◆ AIM OF THE TASK: Can you edit the rows below so that every "stainless steel surface" becomes "brushed metal surface" and nothing else changes?

Rows from a dataset:
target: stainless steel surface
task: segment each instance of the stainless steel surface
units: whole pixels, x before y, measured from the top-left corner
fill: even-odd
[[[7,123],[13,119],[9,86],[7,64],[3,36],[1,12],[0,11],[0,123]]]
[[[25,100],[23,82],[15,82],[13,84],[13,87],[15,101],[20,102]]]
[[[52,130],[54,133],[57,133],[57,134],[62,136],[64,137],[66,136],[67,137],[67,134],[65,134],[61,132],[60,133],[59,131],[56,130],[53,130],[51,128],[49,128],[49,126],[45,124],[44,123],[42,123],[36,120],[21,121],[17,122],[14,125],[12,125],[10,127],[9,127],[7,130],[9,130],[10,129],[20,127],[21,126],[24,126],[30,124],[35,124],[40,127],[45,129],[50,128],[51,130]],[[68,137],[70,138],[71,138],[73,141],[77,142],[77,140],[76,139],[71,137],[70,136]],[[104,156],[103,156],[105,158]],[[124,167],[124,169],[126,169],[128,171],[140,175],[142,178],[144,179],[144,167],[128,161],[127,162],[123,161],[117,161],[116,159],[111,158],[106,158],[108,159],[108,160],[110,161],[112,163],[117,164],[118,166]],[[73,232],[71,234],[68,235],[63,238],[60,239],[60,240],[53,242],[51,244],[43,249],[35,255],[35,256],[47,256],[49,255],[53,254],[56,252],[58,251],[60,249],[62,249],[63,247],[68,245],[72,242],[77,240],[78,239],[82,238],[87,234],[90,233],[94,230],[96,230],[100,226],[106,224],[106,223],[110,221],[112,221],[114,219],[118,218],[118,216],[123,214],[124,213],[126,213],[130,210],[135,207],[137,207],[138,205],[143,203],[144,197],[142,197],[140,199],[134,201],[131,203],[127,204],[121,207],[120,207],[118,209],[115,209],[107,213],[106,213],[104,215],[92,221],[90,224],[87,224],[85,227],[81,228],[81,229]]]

◆ RESPONSE TO THIS EXERCISE:
target: brushed metal surface
task: segment each instance of the brushed metal surface
units: whole pixels, x before y, measured from the top-left corner
fill: even-odd
[[[7,123],[13,119],[9,86],[7,64],[3,36],[1,12],[0,11],[0,123]]]
[[[25,100],[23,82],[15,82],[13,84],[13,87],[15,101],[20,102]]]
[[[52,130],[54,133],[57,133],[57,134],[62,136],[64,137],[66,136],[67,137],[67,134],[65,134],[61,132],[60,133],[59,131],[56,130],[53,130],[51,128],[49,128],[49,126],[45,124],[44,123],[42,123],[36,120],[21,121],[17,122],[14,125],[12,125],[10,127],[9,127],[7,130],[9,130],[10,129],[20,127],[21,126],[24,126],[30,124],[35,124],[40,127],[45,129],[50,128],[51,130]],[[68,137],[70,138],[71,138],[73,141],[77,142],[77,140],[76,139],[71,137],[70,136]],[[104,156],[103,156],[105,158]],[[124,167],[124,169],[126,169],[128,171],[140,175],[142,178],[144,179],[144,167],[128,161],[127,162],[123,161],[117,161],[116,159],[111,158],[106,158],[108,159],[108,160],[110,161],[112,163],[117,164],[118,166]],[[73,232],[71,234],[68,235],[63,238],[60,239],[60,240],[53,242],[51,244],[43,249],[35,255],[35,256],[47,256],[49,255],[53,254],[56,252],[58,251],[60,249],[62,249],[63,247],[68,245],[72,242],[77,240],[78,239],[82,238],[87,234],[90,233],[94,230],[96,230],[100,226],[106,224],[106,223],[110,221],[112,221],[114,219],[118,218],[118,216],[123,214],[124,213],[126,213],[130,210],[135,207],[137,207],[138,205],[143,203],[144,197],[142,197],[140,199],[134,201],[131,203],[127,204],[121,207],[120,207],[118,209],[115,209],[107,213],[106,213],[104,215],[92,221],[90,224],[87,224],[85,227],[81,228],[81,229]]]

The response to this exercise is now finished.